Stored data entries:
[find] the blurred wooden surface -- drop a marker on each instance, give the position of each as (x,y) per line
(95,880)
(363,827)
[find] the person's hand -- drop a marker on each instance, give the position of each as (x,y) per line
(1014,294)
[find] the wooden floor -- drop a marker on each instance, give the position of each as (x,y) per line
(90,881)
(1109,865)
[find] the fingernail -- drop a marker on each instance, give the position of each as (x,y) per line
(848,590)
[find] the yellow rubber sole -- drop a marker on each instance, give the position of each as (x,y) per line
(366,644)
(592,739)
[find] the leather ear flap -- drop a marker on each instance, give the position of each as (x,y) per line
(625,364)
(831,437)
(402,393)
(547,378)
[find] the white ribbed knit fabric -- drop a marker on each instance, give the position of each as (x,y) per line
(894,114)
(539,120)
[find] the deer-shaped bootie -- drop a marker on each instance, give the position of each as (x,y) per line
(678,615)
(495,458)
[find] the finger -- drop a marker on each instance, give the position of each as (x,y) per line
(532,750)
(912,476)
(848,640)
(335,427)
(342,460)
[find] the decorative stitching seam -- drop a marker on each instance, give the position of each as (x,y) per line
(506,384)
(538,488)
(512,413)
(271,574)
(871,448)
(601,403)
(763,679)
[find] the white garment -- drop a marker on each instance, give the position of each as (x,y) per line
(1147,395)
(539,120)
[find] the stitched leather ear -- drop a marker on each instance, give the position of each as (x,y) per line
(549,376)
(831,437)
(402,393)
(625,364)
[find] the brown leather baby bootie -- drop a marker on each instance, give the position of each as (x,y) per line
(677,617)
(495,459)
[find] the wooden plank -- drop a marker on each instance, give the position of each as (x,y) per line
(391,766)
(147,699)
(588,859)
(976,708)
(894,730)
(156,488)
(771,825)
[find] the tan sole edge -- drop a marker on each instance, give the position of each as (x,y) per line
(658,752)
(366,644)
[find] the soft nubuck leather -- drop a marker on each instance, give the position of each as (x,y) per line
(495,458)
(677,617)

--- Task goal ---
Restate the records exactly. Leave nothing out.

--- Response ---
[find] the blurred wooden surface -- drop a marker on each instance, give the position of each as (x,y) per line
(95,880)
(363,827)
[find] the person's hand -- drop a marker on each instance, give the position of each as (x,y) per line
(1014,294)
[find] the wooden floor -- drop a marker on each instance, give the position of each as (x,y) per line
(90,881)
(1109,865)
[find] the fingernail -- drop a marker on each instance, give the position of each as (x,y) per line
(848,590)
[find] the yellow rubber sole -- drop a marker on each instance, give the position of each as (x,y) per line
(366,644)
(592,739)
[find] the leather ear flap -- drop a marker on each instance, give the position of each as (x,y) per line
(625,364)
(831,437)
(402,393)
(547,378)
[find] the white ribbed knit fabric -- drop a marker on each instance, give the position of each as (x,y) per line
(894,114)
(539,120)
[find] the deer-shaped bootie -- drop a marker on each instance, give the position of each as (x,y) per line
(678,615)
(495,458)
[find] the finger -- drop a marker on each instance, give the position of each as (x,y) per line
(532,750)
(912,476)
(848,640)
(335,427)
(342,460)
[find] the decorative stitching seam -- drop a marker on each instance, give the position of each as (x,y) per line
(506,384)
(538,488)
(512,413)
(271,574)
(871,448)
(601,403)
(763,679)
[find] the white garment -- drop a marker on each instance, give the position of each as (x,y) per line
(1147,395)
(539,120)
[find] the stitched leather ear -- drop a marker on each instance, give the position of each as (x,y) per line
(549,376)
(831,437)
(402,393)
(625,364)
[find] the brown leather baby bootie -- drop a marker on each instance, give the position of each as (x,y) per line
(677,617)
(495,459)
[find] the wooden plank -- drop a marker on each instance, give the position of each as (x,y) per line
(391,766)
(147,699)
(588,859)
(976,708)
(894,730)
(156,488)
(771,825)
[find] the tan sole edge -- drop a marker on each instance, give the position of each as (x,y) per line
(658,752)
(366,644)
[find] the soft nubuck leather -- drop a marker on each instance, give the position of each as (x,y) per line
(495,458)
(677,617)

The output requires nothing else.